Set task ▸ Begin at the line that contains "Find the headlight" and quote each line exactly through the last one. Leave pictures out.

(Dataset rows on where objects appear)

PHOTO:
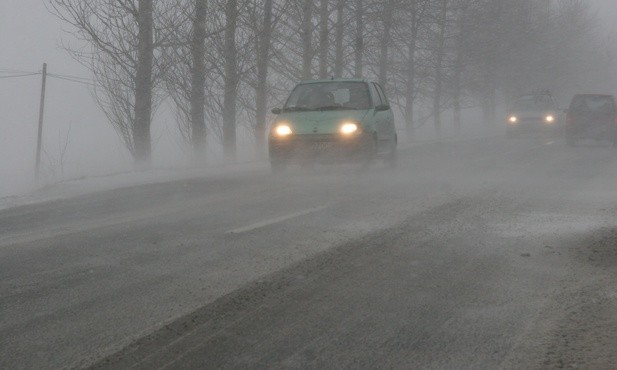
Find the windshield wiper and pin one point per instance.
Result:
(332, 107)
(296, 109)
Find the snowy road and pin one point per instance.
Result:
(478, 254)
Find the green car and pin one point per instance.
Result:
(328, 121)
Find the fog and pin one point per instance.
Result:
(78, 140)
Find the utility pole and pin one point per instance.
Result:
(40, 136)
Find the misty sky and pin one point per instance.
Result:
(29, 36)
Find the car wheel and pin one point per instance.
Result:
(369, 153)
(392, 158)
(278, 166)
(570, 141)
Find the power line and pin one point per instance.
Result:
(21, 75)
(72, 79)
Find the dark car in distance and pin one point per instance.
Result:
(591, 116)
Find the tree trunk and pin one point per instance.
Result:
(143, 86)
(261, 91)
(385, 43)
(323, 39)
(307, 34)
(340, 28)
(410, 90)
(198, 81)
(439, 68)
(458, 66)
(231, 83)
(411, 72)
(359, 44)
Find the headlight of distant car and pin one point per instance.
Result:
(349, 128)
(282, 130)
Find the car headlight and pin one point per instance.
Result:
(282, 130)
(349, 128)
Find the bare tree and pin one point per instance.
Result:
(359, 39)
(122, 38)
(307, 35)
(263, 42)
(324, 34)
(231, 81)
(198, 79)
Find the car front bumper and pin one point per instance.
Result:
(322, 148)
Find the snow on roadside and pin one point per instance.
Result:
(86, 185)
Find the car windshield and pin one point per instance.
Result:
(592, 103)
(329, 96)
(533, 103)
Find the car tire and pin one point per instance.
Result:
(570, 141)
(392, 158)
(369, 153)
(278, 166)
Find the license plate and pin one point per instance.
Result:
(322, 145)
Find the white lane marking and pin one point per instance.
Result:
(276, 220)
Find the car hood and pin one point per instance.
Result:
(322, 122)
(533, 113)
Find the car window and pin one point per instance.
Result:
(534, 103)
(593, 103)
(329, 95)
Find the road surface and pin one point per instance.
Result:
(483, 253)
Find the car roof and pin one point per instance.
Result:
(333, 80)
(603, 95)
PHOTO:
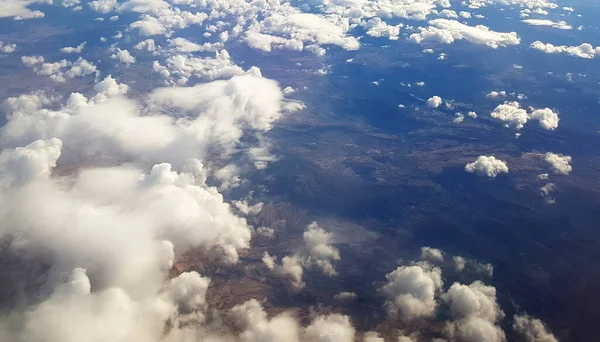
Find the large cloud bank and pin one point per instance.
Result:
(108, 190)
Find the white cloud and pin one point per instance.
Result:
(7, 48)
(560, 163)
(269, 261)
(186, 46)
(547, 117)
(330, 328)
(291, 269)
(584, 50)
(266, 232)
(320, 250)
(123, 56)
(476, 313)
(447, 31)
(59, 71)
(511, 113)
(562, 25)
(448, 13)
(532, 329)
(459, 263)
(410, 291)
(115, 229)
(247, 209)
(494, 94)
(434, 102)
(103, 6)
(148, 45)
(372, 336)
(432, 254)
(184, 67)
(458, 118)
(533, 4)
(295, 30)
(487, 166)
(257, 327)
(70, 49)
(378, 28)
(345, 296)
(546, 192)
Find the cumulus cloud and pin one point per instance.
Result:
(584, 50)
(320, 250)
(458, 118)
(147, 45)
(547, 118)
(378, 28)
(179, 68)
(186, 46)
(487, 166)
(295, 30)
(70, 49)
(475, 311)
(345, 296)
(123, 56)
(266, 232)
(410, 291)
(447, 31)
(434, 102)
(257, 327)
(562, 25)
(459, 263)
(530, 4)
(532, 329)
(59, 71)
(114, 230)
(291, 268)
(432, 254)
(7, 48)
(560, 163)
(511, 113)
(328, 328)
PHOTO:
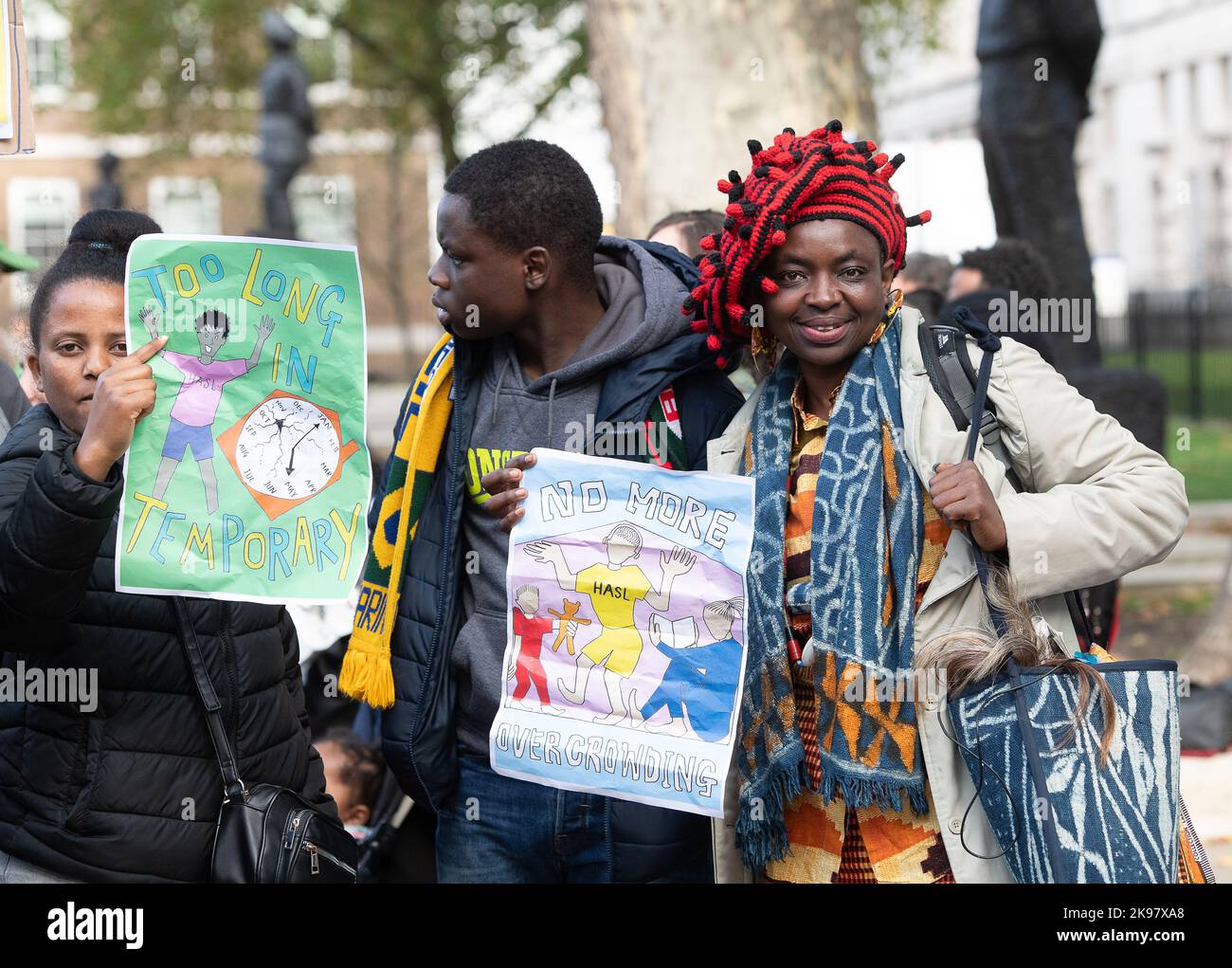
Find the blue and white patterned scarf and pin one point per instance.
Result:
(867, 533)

The reply ▸
Find the headlight of distant car and pin one point per instance.
Result:
(349, 128)
(282, 130)
Find the car headlight and pin one point per instance.
Result:
(282, 130)
(349, 128)
Find the bare tree and pin one point per instance.
Result:
(359, 39)
(122, 38)
(307, 35)
(263, 42)
(324, 34)
(231, 81)
(198, 79)
Find the car front bumper and pin one point per instance.
Result:
(322, 148)
Find the snow on roadside and pin one point per instance.
Result:
(86, 185)
Find the car windshield and pin one point per instance.
Result:
(592, 103)
(329, 96)
(533, 103)
Find the car tire and pin one point per instance.
Result:
(570, 141)
(392, 158)
(369, 153)
(278, 166)
Find the license plate and pin one point per instance.
Result:
(322, 145)
Find the white lane marking and pin one point per instance.
Result:
(276, 220)
Find the car hood and pin one point per instance.
Result:
(322, 122)
(533, 113)
Find the car window and pin one point per instance.
Result:
(534, 103)
(593, 103)
(329, 95)
Find the road surface and pin one point per instance.
Result:
(483, 253)
Find the car roof and pin one point per instance.
Result:
(333, 80)
(603, 95)
PHOTO:
Find the large cloud bank and pin one point per instance.
Result:
(108, 190)
Find the white cloud and pin one point per instance.
Result:
(7, 48)
(560, 163)
(269, 261)
(186, 46)
(547, 117)
(330, 328)
(291, 269)
(584, 50)
(266, 232)
(320, 250)
(123, 56)
(476, 313)
(447, 31)
(59, 71)
(511, 113)
(562, 25)
(448, 13)
(532, 329)
(459, 263)
(410, 291)
(115, 229)
(247, 209)
(494, 94)
(434, 102)
(103, 6)
(148, 45)
(372, 336)
(432, 254)
(184, 67)
(458, 118)
(533, 4)
(295, 30)
(487, 166)
(257, 327)
(70, 49)
(378, 28)
(345, 296)
(546, 192)
Find the cumulus cloud and pin one point per instance.
Result:
(584, 50)
(320, 250)
(458, 118)
(147, 45)
(547, 118)
(378, 28)
(179, 68)
(186, 46)
(487, 166)
(295, 30)
(70, 49)
(475, 311)
(345, 296)
(123, 56)
(266, 232)
(410, 291)
(447, 31)
(434, 102)
(257, 327)
(562, 25)
(459, 263)
(530, 4)
(532, 329)
(59, 71)
(114, 230)
(291, 268)
(432, 254)
(7, 48)
(560, 163)
(511, 113)
(328, 328)
PHOTO:
Find the blue and white patterned scarf and pin one point per instance.
Result:
(867, 533)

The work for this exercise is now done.